## 課題
• 1. コンサート評の筆者は、幻想交響曲がスイス・ロマンド管弦楽団の重要なレパートリーとして常に演奏され続けている作品だと推測しています。その推測の根拠を説明してください。
• 2. コンサート評によると、樫本大進は何年生まれか。
• 3. コンサート評の「チャイコフスキーのバイオリン」から「其処ら邊は歴史の強みだらう。」までの範囲（両端を含む）を、「第1コンサートマスター」を「首席コンサートマスター」に置き換えて示してください。

## 抜粋

# # # #

嗚呼墨打つ人よ

舊暦七月二十九日の秋の梅雨空

 

 

 

 

 

 

 
今宵の「クラシック音樂館」は山田和樹指揮 スイス・ロマンド管弦樂團 来日公演
1:Rare Gravity(藤倉大作曲)【世界初演
2:バイオリン協奏曲 二長調 作品35(チャイコフスキー作曲)バイオリン:樫本大進
3:幻想交響曲 作品14(ベルリオーズ作曲)
管弦楽:スイス・ロマンド管弦楽団 収録:2014年7月8日 サントリーホール
1曲目には何らエスプリを感じられず。そもそも世界初演であらうが指揮者に捧げられた曲であらうが、作曲者が演奏後のステージで得意満面に自己アピールする必要は無い。
チャイコフスキーのバイオリン協奏曲、此の曲に因って初めて、樫本大進の骨太さと言ふかふてぶてしさと言ふか演奏能力の高さを思ひ知った。リズムに多少オーケストラとの均衡を欠く部分が数カ所有ったが、これは指揮者側の問題だらう。とりわけ第1楽章のカデンツァ、和音のグリッサンドで下降する部分の粘り気の強さ、てうか強かさと重厚さに壓倒された。それにしても1979年生まれにして此の風格。ベルリン・フィルハーモニー管弦楽団の第1コンサートマスターとして、多少面白味に欠ける人物だらうが、當分は極めて堅實な存在感を保ち續けるに相違無い。
幻想交響曲はどの樂章も表情豊かで、此の管弦樂團の重要なレパートリーとして常に演奏され續けてゐる作品であることが推測される。妙な加速や減速も特に無く、ごく一部のリタルダンドは恐らく指揮者の指示によるものであらうが、樂團員にしてみれば「いつも通り」の演奏の範疇なのだらうな。其処ら邊は歴史の強みだらう。

# # # #

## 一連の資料
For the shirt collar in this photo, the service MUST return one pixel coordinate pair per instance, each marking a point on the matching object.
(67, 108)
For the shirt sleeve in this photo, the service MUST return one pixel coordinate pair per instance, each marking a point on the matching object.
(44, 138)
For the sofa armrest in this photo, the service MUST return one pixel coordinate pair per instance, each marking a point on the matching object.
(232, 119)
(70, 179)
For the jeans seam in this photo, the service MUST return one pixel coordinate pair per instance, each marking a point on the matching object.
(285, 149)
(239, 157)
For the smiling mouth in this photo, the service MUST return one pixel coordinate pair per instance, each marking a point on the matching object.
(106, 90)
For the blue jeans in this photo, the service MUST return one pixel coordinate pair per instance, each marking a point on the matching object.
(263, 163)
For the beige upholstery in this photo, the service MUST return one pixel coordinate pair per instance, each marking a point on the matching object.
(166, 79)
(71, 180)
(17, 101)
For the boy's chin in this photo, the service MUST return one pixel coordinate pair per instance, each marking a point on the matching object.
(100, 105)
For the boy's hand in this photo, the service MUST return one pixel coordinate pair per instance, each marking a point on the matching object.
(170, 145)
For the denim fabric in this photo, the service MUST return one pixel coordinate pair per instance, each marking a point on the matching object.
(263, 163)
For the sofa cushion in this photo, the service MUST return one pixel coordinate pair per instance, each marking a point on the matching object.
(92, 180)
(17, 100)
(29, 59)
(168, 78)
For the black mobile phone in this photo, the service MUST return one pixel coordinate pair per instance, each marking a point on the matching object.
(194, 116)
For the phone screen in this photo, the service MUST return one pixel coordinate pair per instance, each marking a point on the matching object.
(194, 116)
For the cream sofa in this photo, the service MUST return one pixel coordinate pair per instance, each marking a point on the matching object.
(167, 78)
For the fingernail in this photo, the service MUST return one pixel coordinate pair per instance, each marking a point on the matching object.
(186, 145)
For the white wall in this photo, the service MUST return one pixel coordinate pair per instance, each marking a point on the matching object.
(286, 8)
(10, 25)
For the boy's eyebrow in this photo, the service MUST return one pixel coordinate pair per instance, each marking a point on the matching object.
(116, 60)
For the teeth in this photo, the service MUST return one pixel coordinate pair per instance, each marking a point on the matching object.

# # # #

## 解答
• 1. どの楽章も表情豊かだったことが根拠です。

• 2. 1979年生まれ。

• 3.
チャイコフスキーのバイオリン協奏曲、此の曲に因って初めて、樫本大進の骨太さと言ふかふてぶてしさと言ふか演奏能力の高さを思ひ知った。リズムに多少オーケストラとの均衡を欠く部分が数カ所有ったが、これは指揮者側の問題だらう。とりわけ第1楽章のカデンツァ、和音のグリッサンドで下降する部分の粘り気の強さ、てうか強かさと重厚さに壓倒された。それにしても1979年生まれにして此の風格。ベルリン・フィルハーモニー管弦楽団の首席コンサートマスターとして、多少面白味に欠ける人物だらうが、當分は極めて堅實な存在感を保ち續けるに相違無い。
幻想交響曲はどの樂章も表情豊かで、此の管弦樂團の重要なレパートリーとして常に演奏され續けてゐる作品であることが推測される。妙な加速や減速も特に無く、ごく一部のリタルダンドは恐らく指揮者の指示によるものであらうが、樂團員にしてみれば「いつも通り」の演奏の範疇なのだらうな。其処ら邊は歴史の強みだらう。